=== Exercise brief ===
In the records below, find the line containing "target: scarf"; copy exactly that line and all lines after it to the end, and nothing else.
*-*-*
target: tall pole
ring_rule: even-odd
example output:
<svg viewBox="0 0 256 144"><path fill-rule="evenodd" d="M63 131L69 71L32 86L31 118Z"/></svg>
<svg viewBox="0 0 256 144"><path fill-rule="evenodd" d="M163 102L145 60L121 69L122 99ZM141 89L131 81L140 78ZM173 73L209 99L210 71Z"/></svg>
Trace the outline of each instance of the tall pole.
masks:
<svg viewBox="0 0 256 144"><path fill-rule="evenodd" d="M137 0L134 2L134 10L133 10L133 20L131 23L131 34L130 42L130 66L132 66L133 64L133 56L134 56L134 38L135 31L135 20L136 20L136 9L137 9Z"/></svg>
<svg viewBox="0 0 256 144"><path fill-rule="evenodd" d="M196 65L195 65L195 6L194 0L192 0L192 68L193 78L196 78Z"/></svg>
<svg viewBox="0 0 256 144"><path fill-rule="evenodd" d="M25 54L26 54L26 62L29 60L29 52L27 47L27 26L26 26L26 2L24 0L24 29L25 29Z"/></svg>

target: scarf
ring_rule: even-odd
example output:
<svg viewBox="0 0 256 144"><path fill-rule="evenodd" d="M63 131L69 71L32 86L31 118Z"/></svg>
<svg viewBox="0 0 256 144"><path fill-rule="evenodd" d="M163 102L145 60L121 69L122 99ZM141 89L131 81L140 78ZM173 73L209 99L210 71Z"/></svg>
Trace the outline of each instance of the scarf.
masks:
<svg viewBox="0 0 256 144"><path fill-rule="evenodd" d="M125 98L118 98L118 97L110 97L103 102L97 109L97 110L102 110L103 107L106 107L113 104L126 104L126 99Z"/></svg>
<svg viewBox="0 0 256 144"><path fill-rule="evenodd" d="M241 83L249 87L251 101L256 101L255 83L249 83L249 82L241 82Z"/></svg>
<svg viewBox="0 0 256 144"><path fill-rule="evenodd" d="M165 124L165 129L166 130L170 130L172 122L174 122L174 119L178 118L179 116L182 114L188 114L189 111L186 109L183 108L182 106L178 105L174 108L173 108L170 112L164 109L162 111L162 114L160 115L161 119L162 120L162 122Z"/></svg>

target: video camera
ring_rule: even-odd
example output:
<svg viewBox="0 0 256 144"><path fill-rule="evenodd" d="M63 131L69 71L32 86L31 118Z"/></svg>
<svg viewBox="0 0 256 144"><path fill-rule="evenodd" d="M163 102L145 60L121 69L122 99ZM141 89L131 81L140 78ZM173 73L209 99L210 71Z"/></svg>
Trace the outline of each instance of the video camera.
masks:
*-*-*
=== Written solution ===
target: scarf
ring_rule: even-odd
example output:
<svg viewBox="0 0 256 144"><path fill-rule="evenodd" d="M63 131L69 71L32 86L31 118Z"/></svg>
<svg viewBox="0 0 256 144"><path fill-rule="evenodd" d="M163 102L145 60L121 69L122 99ZM141 89L131 81L140 78ZM173 73L209 99L210 71Z"/></svg>
Trace the outline of each instance of the scarf.
masks:
<svg viewBox="0 0 256 144"><path fill-rule="evenodd" d="M125 98L118 98L118 97L110 97L103 102L97 109L97 110L102 110L103 107L106 107L113 104L126 104L126 99Z"/></svg>
<svg viewBox="0 0 256 144"><path fill-rule="evenodd" d="M241 83L249 87L251 101L256 101L255 83L249 83L249 82L241 82Z"/></svg>
<svg viewBox="0 0 256 144"><path fill-rule="evenodd" d="M165 124L165 129L166 130L170 130L172 122L174 122L174 119L178 118L179 116L182 114L188 114L189 111L186 109L183 108L182 106L178 105L174 108L173 108L170 112L164 109L162 111L162 114L160 115L161 119L162 120L162 122Z"/></svg>

target: video camera
ring_rule: even-odd
example output:
<svg viewBox="0 0 256 144"><path fill-rule="evenodd" d="M63 131L69 71L32 86L31 118Z"/></svg>
<svg viewBox="0 0 256 144"><path fill-rule="evenodd" d="M163 102L145 60L121 69L122 99ZM141 89L131 81L140 78ZM173 73L209 99L210 71Z"/></svg>
Trace the outline of each instance of the video camera.
masks:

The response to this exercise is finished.